[Exercise instructions]
Please present every line of the entries below as a numbered list, omitting any blank lines.

[Exercise material]
-- begin --

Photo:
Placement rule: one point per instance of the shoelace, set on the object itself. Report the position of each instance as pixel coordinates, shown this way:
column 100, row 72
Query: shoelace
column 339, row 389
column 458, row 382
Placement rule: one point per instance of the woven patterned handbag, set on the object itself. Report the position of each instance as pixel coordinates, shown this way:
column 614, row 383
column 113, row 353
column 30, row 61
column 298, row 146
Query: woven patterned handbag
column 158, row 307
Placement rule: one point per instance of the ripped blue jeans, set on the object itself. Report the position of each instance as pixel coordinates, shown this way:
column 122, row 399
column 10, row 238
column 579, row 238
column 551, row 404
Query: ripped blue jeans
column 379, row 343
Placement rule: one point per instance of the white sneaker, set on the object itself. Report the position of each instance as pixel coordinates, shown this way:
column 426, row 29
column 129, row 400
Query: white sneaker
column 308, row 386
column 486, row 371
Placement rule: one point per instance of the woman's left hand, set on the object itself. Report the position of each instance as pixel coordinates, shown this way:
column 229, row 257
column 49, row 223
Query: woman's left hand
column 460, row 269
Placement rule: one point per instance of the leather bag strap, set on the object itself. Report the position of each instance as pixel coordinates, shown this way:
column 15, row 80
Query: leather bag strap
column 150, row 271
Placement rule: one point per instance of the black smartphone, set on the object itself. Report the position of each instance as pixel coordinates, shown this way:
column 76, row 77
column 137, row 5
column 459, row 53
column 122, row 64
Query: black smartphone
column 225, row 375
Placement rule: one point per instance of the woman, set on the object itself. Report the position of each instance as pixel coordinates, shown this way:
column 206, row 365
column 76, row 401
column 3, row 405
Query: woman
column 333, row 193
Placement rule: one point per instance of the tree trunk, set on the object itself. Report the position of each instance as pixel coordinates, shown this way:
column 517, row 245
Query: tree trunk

-- end --

[The reply]
1. Photo:
2. Placement rule: one point per instance of the shoelace, set on the object itself. Report the position of each instance as pixel coordinates, shown this way:
3. column 100, row 72
4. Query: shoelace
5. column 339, row 389
6. column 458, row 382
7. Placement rule: one point per instance of the woven patterned handbag, set on the object itself. Report the position of each instance as pixel coordinates, shown this way:
8. column 614, row 383
9. column 113, row 353
10. column 30, row 61
11. column 298, row 146
12. Query: woven patterned handbag
13. column 158, row 307
14. Placement rule: one point per instance of the ripped blue jeans, set on the object itself. Report the position of each instance as pixel coordinates, shown this way:
15. column 122, row 399
16. column 10, row 238
17. column 579, row 238
18. column 551, row 404
19. Query: ripped blue jeans
20. column 379, row 343
21. Placement rule: one point per instance of the white sneaker, set on the object itself. Report the position of each instance as pixel coordinates, shown this way:
22. column 426, row 29
23. column 129, row 400
24. Query: white sneaker
25. column 308, row 386
26. column 486, row 371
27. Placement rule: one point per instance of the woman's left hand, set on the object itself. Report the position of each instance as pixel coordinates, shown this way:
28. column 229, row 257
29. column 49, row 223
30. Query: woman's left hand
31. column 460, row 269
32. Placement rule: one point per instance of the leather bag strap, set on the object itself. Report the position of each instance as pixel coordinates, shown this way:
33. column 15, row 80
34. Query: leather bag strap
35. column 150, row 271
36. Placement rule: one point per instance of the black smartphone, set on the object itself. Report the position of each instance as pixel coordinates, shown this way:
37. column 76, row 77
38. column 137, row 5
39. column 459, row 53
40. column 122, row 64
41. Query: black smartphone
42. column 225, row 375
43. Placement rule: one point per instance of the woman, set on the object itself. Report the position of each instance as pixel coordinates, shown this way:
44. column 206, row 365
45. column 76, row 401
46. column 3, row 405
47. Query: woman
48. column 333, row 193
49. Placement rule: one point per instance of the tree trunk, set on the object itself. Report the position of each instance as pixel coordinates, shown this way:
50. column 517, row 245
51. Query: tree trunk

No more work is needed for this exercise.